Exercise aim — Pick out every line in the items below that contains the word "orange" and copy each one. Case counts, so match capital and lowercase letters precisely.

########################################

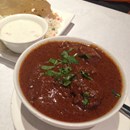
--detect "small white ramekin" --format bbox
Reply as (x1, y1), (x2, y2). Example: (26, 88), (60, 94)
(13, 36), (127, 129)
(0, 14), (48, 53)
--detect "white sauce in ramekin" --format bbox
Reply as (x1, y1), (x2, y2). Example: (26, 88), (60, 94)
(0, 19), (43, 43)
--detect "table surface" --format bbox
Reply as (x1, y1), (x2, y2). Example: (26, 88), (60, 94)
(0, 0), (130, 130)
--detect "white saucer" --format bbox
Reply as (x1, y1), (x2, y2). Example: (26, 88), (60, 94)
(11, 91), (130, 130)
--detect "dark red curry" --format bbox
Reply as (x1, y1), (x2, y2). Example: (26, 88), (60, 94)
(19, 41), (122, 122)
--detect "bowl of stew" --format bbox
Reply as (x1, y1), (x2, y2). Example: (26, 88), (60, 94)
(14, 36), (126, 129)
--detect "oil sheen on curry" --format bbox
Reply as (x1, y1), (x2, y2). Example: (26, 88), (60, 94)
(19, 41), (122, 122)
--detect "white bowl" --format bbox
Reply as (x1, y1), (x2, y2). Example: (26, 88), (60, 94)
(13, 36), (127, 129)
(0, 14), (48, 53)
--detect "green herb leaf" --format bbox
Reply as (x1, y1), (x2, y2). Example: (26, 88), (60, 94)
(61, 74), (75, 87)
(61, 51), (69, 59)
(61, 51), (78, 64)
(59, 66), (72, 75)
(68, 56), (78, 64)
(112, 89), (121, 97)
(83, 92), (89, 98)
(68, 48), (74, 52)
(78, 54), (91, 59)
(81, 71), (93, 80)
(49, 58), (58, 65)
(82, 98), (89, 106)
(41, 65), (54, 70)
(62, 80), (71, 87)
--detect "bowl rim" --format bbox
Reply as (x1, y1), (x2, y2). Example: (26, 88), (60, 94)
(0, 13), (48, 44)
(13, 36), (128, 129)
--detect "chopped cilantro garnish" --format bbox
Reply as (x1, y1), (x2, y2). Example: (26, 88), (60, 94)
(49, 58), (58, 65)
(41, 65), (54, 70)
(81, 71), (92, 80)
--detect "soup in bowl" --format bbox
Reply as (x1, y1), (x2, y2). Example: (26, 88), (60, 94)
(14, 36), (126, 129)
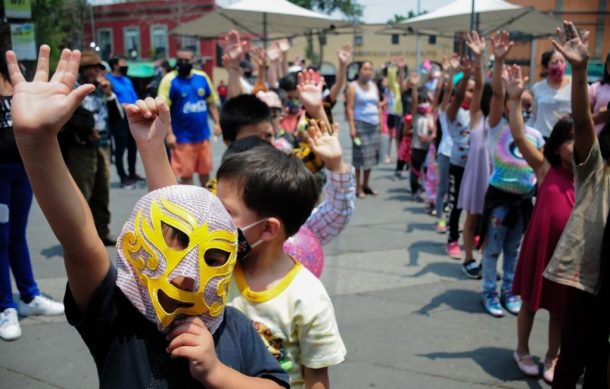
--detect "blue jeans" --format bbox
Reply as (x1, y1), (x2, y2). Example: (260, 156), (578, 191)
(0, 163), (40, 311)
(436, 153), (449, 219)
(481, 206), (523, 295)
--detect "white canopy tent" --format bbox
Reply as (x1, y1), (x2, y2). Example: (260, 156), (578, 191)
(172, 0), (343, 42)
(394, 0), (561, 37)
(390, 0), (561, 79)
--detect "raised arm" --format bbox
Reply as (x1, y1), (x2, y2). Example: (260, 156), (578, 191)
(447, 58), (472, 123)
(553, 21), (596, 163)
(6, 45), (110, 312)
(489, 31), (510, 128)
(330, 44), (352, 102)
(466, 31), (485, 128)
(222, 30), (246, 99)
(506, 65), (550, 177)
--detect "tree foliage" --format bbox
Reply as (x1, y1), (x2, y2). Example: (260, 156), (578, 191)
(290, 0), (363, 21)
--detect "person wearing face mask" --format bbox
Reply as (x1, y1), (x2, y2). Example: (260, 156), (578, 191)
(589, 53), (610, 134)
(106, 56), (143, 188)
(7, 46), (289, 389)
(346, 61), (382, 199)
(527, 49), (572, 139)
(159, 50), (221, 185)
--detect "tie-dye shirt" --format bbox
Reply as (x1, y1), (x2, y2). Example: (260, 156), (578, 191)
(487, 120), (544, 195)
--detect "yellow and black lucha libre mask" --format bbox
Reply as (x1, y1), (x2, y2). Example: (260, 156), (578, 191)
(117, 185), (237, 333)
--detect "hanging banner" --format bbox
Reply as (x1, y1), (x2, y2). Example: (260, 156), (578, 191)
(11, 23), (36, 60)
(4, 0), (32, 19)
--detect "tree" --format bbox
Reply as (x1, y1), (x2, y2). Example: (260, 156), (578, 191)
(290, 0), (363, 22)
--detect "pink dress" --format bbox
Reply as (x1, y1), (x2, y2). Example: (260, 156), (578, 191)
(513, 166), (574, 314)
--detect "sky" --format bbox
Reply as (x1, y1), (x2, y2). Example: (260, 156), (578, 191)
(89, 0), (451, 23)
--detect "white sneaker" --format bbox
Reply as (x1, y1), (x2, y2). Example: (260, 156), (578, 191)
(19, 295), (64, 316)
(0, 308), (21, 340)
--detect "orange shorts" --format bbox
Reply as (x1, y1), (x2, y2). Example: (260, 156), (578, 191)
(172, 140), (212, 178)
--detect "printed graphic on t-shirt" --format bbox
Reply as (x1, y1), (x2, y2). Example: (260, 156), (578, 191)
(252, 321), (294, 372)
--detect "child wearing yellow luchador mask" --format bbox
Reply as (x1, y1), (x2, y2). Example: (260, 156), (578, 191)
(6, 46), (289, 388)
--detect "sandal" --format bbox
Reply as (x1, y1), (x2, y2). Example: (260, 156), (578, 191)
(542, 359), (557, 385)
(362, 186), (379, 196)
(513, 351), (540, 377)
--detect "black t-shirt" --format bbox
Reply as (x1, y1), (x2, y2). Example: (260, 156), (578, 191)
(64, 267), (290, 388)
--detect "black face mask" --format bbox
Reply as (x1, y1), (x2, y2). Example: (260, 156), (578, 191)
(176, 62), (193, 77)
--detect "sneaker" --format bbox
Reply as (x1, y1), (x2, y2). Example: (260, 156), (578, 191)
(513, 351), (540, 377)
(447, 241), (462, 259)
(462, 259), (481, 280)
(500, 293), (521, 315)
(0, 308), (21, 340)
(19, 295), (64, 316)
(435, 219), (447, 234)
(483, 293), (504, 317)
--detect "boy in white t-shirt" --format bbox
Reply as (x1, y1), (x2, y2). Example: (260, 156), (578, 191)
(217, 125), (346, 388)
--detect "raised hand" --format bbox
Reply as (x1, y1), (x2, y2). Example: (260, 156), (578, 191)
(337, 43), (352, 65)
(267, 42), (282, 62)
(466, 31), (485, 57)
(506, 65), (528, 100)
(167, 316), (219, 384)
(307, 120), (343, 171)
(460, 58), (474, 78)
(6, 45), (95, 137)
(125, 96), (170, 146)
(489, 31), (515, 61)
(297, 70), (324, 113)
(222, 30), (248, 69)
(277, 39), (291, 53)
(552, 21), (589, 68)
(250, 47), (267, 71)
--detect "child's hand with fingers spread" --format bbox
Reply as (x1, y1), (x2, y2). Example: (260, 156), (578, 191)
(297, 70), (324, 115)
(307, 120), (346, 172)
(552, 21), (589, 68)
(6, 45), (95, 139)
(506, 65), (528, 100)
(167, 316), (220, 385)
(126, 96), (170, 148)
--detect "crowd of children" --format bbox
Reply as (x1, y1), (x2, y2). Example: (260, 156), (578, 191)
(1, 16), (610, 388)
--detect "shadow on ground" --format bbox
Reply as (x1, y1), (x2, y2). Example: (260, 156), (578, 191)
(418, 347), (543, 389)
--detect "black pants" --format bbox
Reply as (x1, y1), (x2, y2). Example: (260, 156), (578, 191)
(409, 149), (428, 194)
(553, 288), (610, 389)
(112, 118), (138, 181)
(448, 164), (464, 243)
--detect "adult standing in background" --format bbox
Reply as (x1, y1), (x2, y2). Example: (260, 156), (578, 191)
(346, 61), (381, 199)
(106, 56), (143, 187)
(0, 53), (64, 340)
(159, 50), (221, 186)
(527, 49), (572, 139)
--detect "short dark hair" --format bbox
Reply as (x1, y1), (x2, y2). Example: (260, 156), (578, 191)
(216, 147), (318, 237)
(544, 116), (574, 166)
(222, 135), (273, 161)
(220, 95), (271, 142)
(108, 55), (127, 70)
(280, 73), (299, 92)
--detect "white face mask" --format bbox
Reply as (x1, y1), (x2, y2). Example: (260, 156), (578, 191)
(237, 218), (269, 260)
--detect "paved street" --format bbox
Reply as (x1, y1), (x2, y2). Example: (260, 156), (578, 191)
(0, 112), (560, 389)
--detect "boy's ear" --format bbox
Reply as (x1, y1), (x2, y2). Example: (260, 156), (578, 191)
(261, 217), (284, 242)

########################################

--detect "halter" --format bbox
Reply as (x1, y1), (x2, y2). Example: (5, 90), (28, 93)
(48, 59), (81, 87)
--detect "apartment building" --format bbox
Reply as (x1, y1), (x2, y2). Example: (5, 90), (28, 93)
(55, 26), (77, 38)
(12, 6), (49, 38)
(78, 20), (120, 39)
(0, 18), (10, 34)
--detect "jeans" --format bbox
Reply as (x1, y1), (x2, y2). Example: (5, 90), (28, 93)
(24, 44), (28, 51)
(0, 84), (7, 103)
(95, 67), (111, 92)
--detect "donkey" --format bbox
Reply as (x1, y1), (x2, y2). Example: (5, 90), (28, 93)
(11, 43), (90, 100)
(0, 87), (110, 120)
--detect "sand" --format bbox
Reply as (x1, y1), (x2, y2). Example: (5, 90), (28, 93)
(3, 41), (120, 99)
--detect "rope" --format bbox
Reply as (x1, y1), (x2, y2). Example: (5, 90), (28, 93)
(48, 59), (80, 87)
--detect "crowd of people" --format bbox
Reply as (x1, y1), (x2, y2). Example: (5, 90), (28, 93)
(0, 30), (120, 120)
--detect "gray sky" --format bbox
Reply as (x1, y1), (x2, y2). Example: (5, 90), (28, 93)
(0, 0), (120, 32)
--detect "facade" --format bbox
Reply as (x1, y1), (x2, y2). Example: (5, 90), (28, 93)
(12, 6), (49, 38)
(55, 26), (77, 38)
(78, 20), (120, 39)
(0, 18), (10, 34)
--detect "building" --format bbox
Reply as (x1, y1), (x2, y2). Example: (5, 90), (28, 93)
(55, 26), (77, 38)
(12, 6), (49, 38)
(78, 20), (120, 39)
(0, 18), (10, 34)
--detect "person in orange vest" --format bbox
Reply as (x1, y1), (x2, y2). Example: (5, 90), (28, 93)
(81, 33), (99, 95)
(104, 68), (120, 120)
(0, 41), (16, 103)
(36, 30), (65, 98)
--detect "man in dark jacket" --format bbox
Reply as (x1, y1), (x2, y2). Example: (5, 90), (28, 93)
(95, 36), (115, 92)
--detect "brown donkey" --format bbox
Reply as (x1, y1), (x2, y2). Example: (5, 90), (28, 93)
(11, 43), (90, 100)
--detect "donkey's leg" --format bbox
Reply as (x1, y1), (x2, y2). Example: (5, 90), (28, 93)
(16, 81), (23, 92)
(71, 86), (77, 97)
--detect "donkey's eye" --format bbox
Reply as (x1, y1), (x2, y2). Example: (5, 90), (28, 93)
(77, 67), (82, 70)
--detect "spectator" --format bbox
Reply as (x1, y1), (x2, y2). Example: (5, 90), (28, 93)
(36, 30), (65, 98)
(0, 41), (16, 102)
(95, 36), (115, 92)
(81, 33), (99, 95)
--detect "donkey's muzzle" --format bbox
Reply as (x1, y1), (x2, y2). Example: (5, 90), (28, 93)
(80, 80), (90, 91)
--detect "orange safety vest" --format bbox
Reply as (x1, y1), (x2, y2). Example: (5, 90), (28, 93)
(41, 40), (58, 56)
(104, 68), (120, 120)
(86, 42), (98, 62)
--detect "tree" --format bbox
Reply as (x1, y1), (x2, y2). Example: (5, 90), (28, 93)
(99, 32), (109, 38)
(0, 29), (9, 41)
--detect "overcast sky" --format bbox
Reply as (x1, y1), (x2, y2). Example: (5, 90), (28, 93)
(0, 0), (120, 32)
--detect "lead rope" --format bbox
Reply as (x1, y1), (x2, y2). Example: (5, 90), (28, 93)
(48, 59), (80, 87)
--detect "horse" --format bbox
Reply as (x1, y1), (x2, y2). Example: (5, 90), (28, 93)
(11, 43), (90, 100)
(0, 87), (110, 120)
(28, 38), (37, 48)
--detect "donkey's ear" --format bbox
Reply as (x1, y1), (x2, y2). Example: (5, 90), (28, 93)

########################################

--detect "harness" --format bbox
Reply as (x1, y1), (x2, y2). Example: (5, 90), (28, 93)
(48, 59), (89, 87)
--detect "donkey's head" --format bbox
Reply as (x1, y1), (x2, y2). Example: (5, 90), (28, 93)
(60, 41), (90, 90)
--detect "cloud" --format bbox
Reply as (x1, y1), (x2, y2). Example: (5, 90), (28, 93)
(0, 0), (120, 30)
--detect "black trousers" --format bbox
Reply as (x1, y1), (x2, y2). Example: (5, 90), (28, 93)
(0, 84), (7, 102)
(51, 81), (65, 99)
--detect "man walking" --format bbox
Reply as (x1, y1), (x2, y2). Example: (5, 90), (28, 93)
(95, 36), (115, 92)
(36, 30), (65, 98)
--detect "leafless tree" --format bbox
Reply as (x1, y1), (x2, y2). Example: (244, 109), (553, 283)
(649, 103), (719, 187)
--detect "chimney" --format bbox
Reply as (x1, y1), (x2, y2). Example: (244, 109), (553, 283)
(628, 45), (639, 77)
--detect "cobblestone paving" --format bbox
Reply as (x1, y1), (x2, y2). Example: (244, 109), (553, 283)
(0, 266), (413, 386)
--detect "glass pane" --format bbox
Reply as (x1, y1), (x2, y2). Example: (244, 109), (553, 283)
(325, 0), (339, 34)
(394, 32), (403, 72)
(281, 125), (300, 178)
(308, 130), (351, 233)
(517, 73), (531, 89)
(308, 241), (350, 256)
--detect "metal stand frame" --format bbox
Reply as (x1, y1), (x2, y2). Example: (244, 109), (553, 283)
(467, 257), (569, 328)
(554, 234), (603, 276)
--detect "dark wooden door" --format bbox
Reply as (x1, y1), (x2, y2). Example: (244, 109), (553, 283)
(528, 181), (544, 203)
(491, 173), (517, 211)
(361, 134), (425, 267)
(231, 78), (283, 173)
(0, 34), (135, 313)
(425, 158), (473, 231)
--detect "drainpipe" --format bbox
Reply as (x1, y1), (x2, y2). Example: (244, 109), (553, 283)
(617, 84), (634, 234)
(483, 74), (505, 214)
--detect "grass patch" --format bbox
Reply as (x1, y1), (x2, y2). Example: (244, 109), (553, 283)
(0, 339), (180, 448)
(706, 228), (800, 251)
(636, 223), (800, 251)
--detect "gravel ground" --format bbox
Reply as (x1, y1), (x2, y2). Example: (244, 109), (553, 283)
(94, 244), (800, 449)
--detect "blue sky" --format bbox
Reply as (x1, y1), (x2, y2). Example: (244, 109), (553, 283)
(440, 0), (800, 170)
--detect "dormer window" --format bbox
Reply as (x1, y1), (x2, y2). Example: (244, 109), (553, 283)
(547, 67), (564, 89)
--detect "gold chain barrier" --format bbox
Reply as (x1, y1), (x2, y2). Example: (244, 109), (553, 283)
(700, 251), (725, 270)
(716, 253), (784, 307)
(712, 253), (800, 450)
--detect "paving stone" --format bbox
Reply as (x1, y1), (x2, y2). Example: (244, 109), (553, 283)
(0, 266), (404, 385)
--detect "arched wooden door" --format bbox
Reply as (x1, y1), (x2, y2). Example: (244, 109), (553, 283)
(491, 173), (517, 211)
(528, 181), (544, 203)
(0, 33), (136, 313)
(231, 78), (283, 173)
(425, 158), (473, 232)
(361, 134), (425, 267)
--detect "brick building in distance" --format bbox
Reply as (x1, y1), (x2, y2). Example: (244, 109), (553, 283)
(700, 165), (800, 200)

########################################

Answer for the task —
--detect "orange shorts" --format bbox
--detect "person in orange vest" --format bbox
--detect "orange safety vest" --format bbox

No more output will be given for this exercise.